Convert the records below into a JSON list of strings with one string per line. Skip blank lines and leave the pictures out.

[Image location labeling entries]
--- Begin ---
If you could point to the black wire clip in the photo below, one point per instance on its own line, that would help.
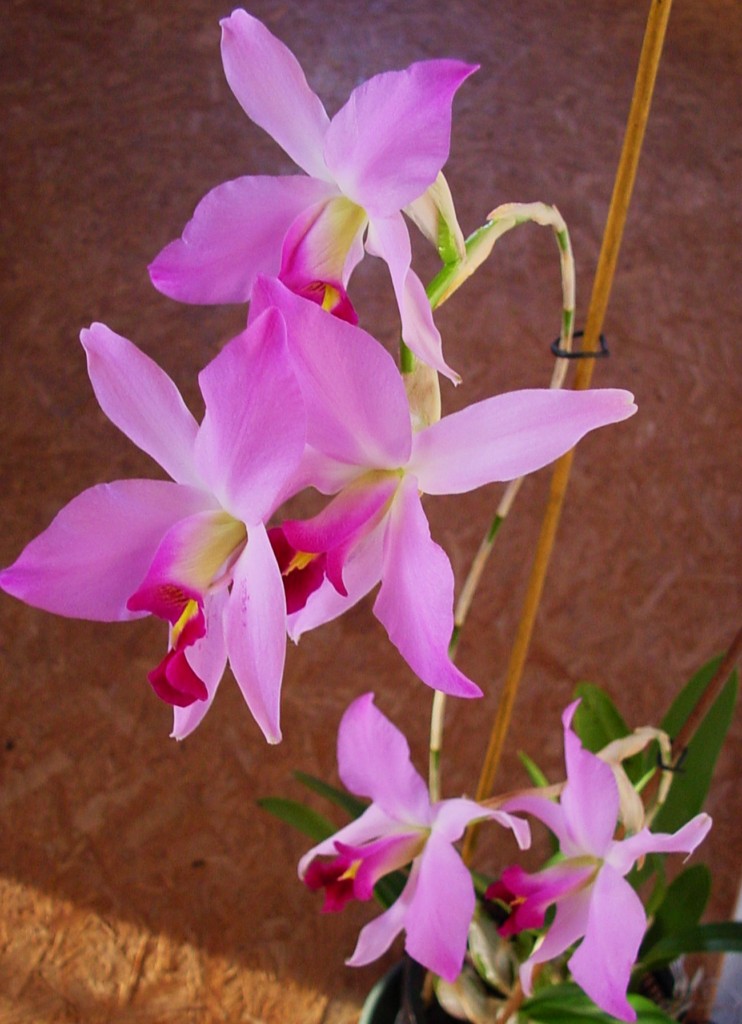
(562, 353)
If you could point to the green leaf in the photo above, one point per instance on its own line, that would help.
(682, 906)
(725, 937)
(569, 1005)
(597, 721)
(304, 818)
(351, 804)
(534, 772)
(388, 889)
(693, 776)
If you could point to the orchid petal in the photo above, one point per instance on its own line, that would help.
(568, 926)
(188, 557)
(416, 600)
(533, 894)
(547, 811)
(255, 631)
(389, 240)
(340, 525)
(452, 816)
(141, 400)
(392, 136)
(378, 935)
(367, 826)
(510, 435)
(235, 232)
(208, 658)
(623, 854)
(382, 856)
(323, 245)
(335, 363)
(323, 472)
(603, 962)
(590, 801)
(440, 911)
(374, 762)
(97, 549)
(253, 432)
(272, 89)
(361, 572)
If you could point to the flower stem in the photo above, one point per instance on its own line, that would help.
(639, 113)
(478, 247)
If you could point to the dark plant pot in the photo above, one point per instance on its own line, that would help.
(397, 998)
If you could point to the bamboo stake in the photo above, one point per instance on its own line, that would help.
(638, 115)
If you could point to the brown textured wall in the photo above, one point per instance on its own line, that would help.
(138, 881)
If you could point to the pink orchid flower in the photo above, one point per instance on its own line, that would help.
(362, 449)
(381, 153)
(594, 900)
(400, 826)
(193, 550)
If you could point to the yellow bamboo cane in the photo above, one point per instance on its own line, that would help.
(638, 115)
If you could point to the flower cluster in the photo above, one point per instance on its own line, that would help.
(305, 397)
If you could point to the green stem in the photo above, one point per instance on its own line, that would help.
(478, 247)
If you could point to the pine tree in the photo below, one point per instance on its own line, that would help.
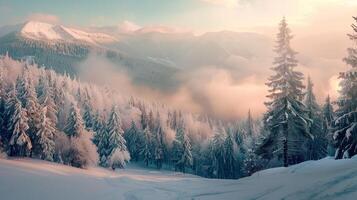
(146, 151)
(345, 124)
(230, 157)
(286, 118)
(328, 113)
(117, 142)
(74, 126)
(250, 125)
(45, 136)
(158, 146)
(317, 147)
(217, 149)
(88, 116)
(28, 97)
(20, 142)
(134, 140)
(186, 159)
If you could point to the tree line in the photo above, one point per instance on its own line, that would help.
(57, 118)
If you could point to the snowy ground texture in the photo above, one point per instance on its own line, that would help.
(40, 180)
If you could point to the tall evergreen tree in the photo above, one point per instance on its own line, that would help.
(117, 142)
(328, 112)
(146, 151)
(230, 160)
(134, 139)
(345, 124)
(74, 126)
(317, 147)
(45, 136)
(20, 142)
(286, 118)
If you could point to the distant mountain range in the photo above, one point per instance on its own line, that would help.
(151, 56)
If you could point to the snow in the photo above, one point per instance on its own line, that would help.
(45, 31)
(34, 179)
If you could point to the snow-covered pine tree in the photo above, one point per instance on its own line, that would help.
(230, 158)
(186, 159)
(158, 147)
(218, 156)
(134, 141)
(317, 147)
(286, 118)
(28, 96)
(3, 131)
(145, 151)
(46, 99)
(345, 124)
(74, 126)
(117, 143)
(249, 125)
(88, 116)
(45, 136)
(328, 113)
(20, 142)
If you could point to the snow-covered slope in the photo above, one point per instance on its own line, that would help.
(33, 179)
(44, 31)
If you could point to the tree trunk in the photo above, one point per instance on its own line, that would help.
(286, 162)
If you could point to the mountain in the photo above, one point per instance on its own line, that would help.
(35, 179)
(58, 33)
(153, 56)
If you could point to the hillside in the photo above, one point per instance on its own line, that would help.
(33, 179)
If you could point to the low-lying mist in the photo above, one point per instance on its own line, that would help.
(207, 90)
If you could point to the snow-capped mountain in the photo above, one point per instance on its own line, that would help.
(50, 32)
(149, 55)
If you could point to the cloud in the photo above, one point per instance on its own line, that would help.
(43, 17)
(226, 3)
(128, 26)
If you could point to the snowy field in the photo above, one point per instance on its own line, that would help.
(40, 180)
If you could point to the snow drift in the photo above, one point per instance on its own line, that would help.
(34, 179)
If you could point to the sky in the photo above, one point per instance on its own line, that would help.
(319, 28)
(197, 15)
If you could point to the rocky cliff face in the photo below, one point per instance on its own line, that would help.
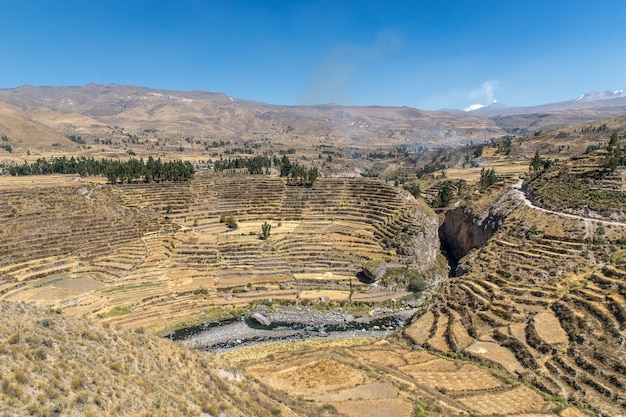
(468, 227)
(424, 246)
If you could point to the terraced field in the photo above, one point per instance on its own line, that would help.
(148, 254)
(543, 300)
(383, 378)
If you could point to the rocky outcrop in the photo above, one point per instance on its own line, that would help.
(424, 245)
(375, 269)
(465, 228)
(261, 319)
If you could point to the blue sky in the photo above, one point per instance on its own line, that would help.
(425, 54)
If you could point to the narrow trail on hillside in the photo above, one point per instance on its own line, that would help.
(519, 193)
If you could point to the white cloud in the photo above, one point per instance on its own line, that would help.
(484, 92)
(331, 80)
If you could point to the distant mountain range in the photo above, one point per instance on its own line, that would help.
(36, 116)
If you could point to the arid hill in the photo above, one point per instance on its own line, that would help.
(53, 364)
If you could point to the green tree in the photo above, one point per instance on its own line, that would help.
(444, 196)
(488, 177)
(615, 156)
(265, 228)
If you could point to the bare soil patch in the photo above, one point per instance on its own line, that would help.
(549, 328)
(498, 354)
(82, 284)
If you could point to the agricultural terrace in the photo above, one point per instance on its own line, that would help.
(150, 254)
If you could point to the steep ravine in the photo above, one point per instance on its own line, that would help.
(462, 232)
(466, 228)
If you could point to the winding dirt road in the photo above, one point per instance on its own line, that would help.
(517, 189)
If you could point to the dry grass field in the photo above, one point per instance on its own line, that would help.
(145, 255)
(386, 378)
(53, 364)
(543, 299)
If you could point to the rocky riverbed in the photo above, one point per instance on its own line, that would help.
(292, 323)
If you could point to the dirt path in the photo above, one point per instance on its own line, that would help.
(517, 188)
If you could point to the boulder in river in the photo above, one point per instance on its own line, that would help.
(261, 319)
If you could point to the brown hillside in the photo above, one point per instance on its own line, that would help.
(147, 254)
(26, 135)
(52, 364)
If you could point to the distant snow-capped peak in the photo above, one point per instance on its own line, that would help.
(596, 95)
(473, 107)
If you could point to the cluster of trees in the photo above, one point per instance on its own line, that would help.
(537, 162)
(230, 221)
(5, 144)
(444, 196)
(115, 171)
(616, 155)
(255, 165)
(262, 164)
(488, 177)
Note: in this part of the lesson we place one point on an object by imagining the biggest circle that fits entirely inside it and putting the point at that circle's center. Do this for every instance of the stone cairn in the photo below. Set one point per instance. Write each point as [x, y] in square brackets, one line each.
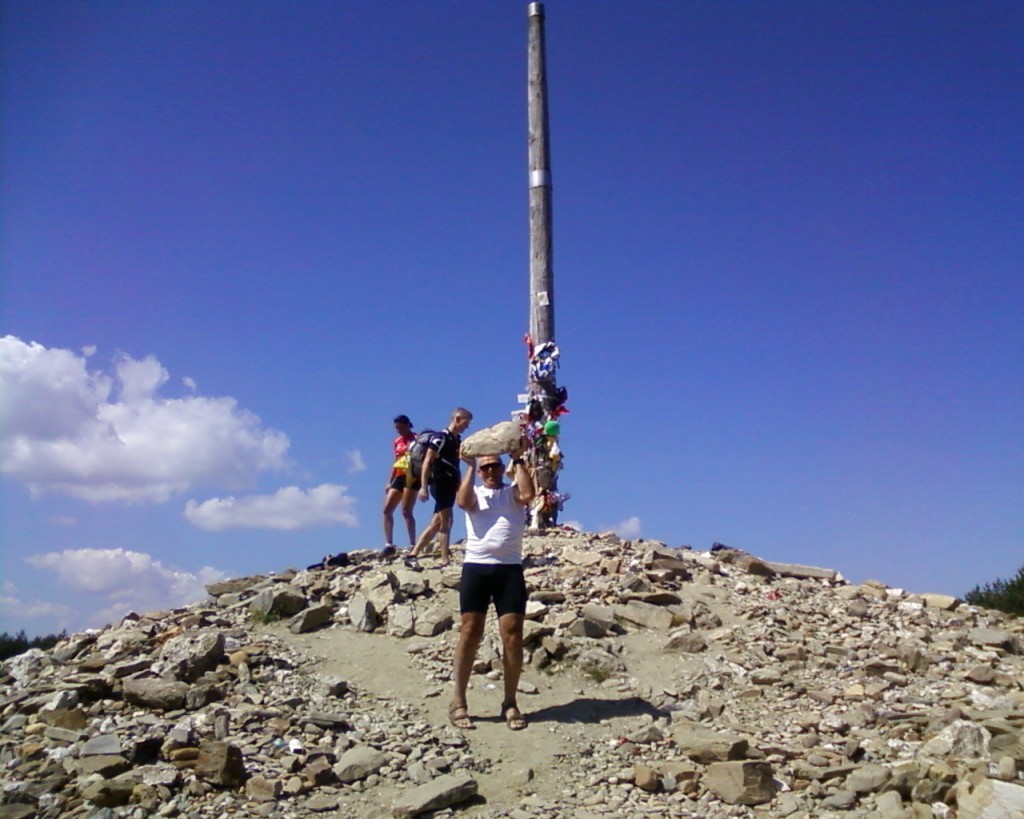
[794, 694]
--- End ---
### [EXERCISE RESULT]
[
  "If you could point to the black wire clip in the photo below, one point per instance on its own line, that would help.",
  "(562, 353)",
  "If you could point to the green leaf in the photo above, one point per instance on its own line, that would help.",
  "(682, 906)",
  "(725, 937)",
  "(569, 1005)",
  "(597, 721)",
  "(304, 818)",
  "(351, 804)",
  "(534, 772)",
  "(388, 889)",
  "(693, 776)",
  "If you could point to the orchid petal in the photo above, one point per instance on its own line, that would help.",
  "(568, 926)",
  "(188, 557)",
  "(416, 600)",
  "(533, 894)",
  "(547, 811)",
  "(255, 631)",
  "(389, 240)",
  "(340, 525)",
  "(452, 816)",
  "(141, 400)",
  "(392, 136)",
  "(378, 935)",
  "(367, 826)",
  "(510, 435)",
  "(235, 232)",
  "(208, 658)",
  "(623, 854)",
  "(382, 856)",
  "(323, 245)",
  "(335, 363)",
  "(323, 472)",
  "(603, 962)",
  "(590, 801)",
  "(440, 911)",
  "(374, 762)",
  "(97, 549)",
  "(253, 432)",
  "(272, 89)",
  "(361, 572)",
  "If you could point to the flower stem in the photo above, one point per instance on its own line, that would help.",
  "(639, 113)",
  "(478, 247)",
  "If you could point to the dark plant pot in the photo above, one point per instance on its own line, that would help.",
  "(397, 998)",
  "If you could point to the bamboo stake in the photo above, one point per instance on its own line, that would help.",
  "(638, 115)",
  "If you could point to the brown textured wall in the photo above, one point per instance on its own line, that would help.",
  "(138, 881)",
  "If you could point to the pink orchid flower in the photo above, one point per instance on its own line, that would help.",
  "(362, 449)",
  "(381, 153)",
  "(594, 900)",
  "(400, 826)",
  "(193, 550)",
  "If you could point to the yellow bamboo cane in the photo above, one point per instance on its own line, that would help.",
  "(638, 115)",
  "If you could point to the flower cluster in the photo above, one point per instance on its own line, that would help.",
  "(305, 397)",
  "If you could point to the green stem in the photo above, one point per instance on its own line, that would help.",
  "(478, 247)",
  "If you could point to the pine tree in the photo below, one point per instance on its own line, that would help.",
  "(146, 151)",
  "(345, 124)",
  "(230, 157)",
  "(286, 118)",
  "(328, 113)",
  "(117, 142)",
  "(74, 126)",
  "(250, 125)",
  "(45, 136)",
  "(158, 146)",
  "(317, 147)",
  "(217, 149)",
  "(88, 116)",
  "(28, 97)",
  "(20, 142)",
  "(134, 140)",
  "(186, 159)",
  "If you could point to the tree line in the photo above, one point per instance on its own line, that would help.",
  "(57, 118)",
  "If you could point to the snowy ground texture in the photo above, one point per instance on its own line, that would help.",
  "(40, 180)",
  "If you could point to the tall evergreen tree in the photo above, one point per instance on its own line, that would help.",
  "(117, 142)",
  "(328, 112)",
  "(146, 151)",
  "(230, 160)",
  "(134, 139)",
  "(345, 124)",
  "(74, 126)",
  "(317, 147)",
  "(45, 136)",
  "(20, 142)",
  "(286, 118)",
  "If you could point to the distant mountain range in the photo above, one point per instance on its own line, that would help.",
  "(151, 56)",
  "If you could point to the snow in the photo above, one point per instance on its own line, that would help.",
  "(45, 31)",
  "(34, 179)",
  "If you could point to the snow-covered pine tree in the photo above, one point per instance on its own line, that would help.",
  "(230, 158)",
  "(186, 159)",
  "(158, 147)",
  "(218, 156)",
  "(134, 141)",
  "(317, 147)",
  "(286, 118)",
  "(28, 96)",
  "(3, 131)",
  "(145, 151)",
  "(46, 99)",
  "(345, 124)",
  "(74, 126)",
  "(117, 143)",
  "(249, 125)",
  "(88, 116)",
  "(45, 136)",
  "(328, 113)",
  "(20, 142)",
  "If you could point to the snow-covered slope in the photo above, one point per instance on its own line, that would help.",
  "(33, 179)",
  "(44, 31)",
  "If you could point to the tree trunk in the photo above, one point per instance on its own line, that would help.",
  "(286, 162)",
  "If you could point to the mountain in the photo above, one point per instance on its own line, that would help.",
  "(35, 179)",
  "(58, 33)",
  "(153, 56)",
  "If you could point to the hillside in the photo above, one point per instance on its own line, that would help.",
  "(33, 179)",
  "If you could point to the low-lying mist in the photo above, one point per instance on its own line, that would help.",
  "(207, 90)",
  "If you could point to the snow-capped mountain in the photo above, one point per instance on its own line, that would help.",
  "(50, 32)",
  "(149, 55)",
  "If you could point to the cloud in the photo above, one point per instance on its own line, that would help.",
  "(43, 17)",
  "(226, 3)",
  "(128, 26)",
  "If you could point to the snowy field in the photo above, one point per instance on its own line, that would help.",
  "(40, 180)",
  "If you could point to the snow drift in the photo above, one point per instance on its own line, that would help.",
  "(34, 179)",
  "If you could point to the sky in the photo above, one point per instance on its own line, that would help.",
  "(319, 28)",
  "(197, 15)",
  "If you could point to the rocky cliff face in the photo below, one point per instance on its own line, that would help.",
  "(468, 227)",
  "(424, 246)",
  "If you could point to the terraced field in the photo above, one point per instance on its own line, that would help.",
  "(148, 254)",
  "(543, 300)",
  "(383, 378)",
  "If you could point to the rocky outcrop in the photo above, one point per instance on its own line, that would help.",
  "(424, 245)",
  "(375, 269)",
  "(465, 228)",
  "(261, 319)",
  "If you could point to the blue sky in the photo above, one point per instance on its own line, that would help.",
  "(425, 54)",
  "If you could point to the narrow trail on hillside in the photo above, one point per instance on its own line, that would help.",
  "(519, 193)",
  "If you could point to the white cloud in the photo above, one point per instance on its own line, that would help.",
  "(484, 92)",
  "(331, 80)",
  "If you could point to the distant mountain range in the photo above, one point per instance on its own line, that would help.",
  "(36, 116)",
  "If you could point to the arid hill in the photo above, one point per instance on its own line, that would help.",
  "(53, 364)",
  "If you could point to the green tree in the photo above, one point per instance on its own line, that would help.",
  "(444, 196)",
  "(488, 177)",
  "(615, 156)",
  "(265, 228)",
  "If you could point to the bare soil patch in the photo above, one point per instance on its own line, that would help.",
  "(549, 328)",
  "(498, 354)",
  "(82, 284)",
  "If you could point to the agricultural terrace in the photo above, one point per instance on its own line, that would help.",
  "(150, 254)",
  "If you could point to the steep ravine in the photo above, one point per instance on its own line, that would help.",
  "(462, 232)",
  "(466, 228)",
  "If you could point to the winding dirt road in the photo above, one point per instance on its own line, that would help.",
  "(517, 189)",
  "If you could point to the dry grass field in the photo above, one point per instance on its own line, that would help.",
  "(145, 255)",
  "(386, 378)",
  "(53, 364)",
  "(543, 299)",
  "If you could point to the rocky riverbed in the photo above, one point per instance on its own line, that would help.",
  "(292, 323)",
  "If you could point to the dirt path in the photo above, one point per instance on its own line, that would help.",
  "(517, 188)",
  "If you could point to the boulder in river in the photo above, one point per instance on its own line, that would help.",
  "(261, 319)",
  "If you could point to the brown hillside in the photo above, one point per instance on its own line, that would help.",
  "(147, 254)",
  "(26, 135)",
  "(52, 364)",
  "If you could point to the distant snow-capped peak in the photo above, one point per instance on its own line, that would help.",
  "(596, 95)",
  "(473, 107)",
  "If you could point to the cluster of trees in the photo above, one point per instance on its own line, that would help.",
  "(537, 162)",
  "(230, 221)",
  "(5, 144)",
  "(444, 196)",
  "(115, 171)",
  "(616, 155)",
  "(255, 165)",
  "(262, 164)",
  "(488, 177)",
  "Note: in this part of the lesson we place one point on an object by imagining the biggest circle that fits entirely inside it and putting the point at that circle's center. Do this for every instance of the stone cairn in the photo below. Set one point per instance. Write each point as [x, y] in square brackets, one line each.",
  "[794, 694]"
]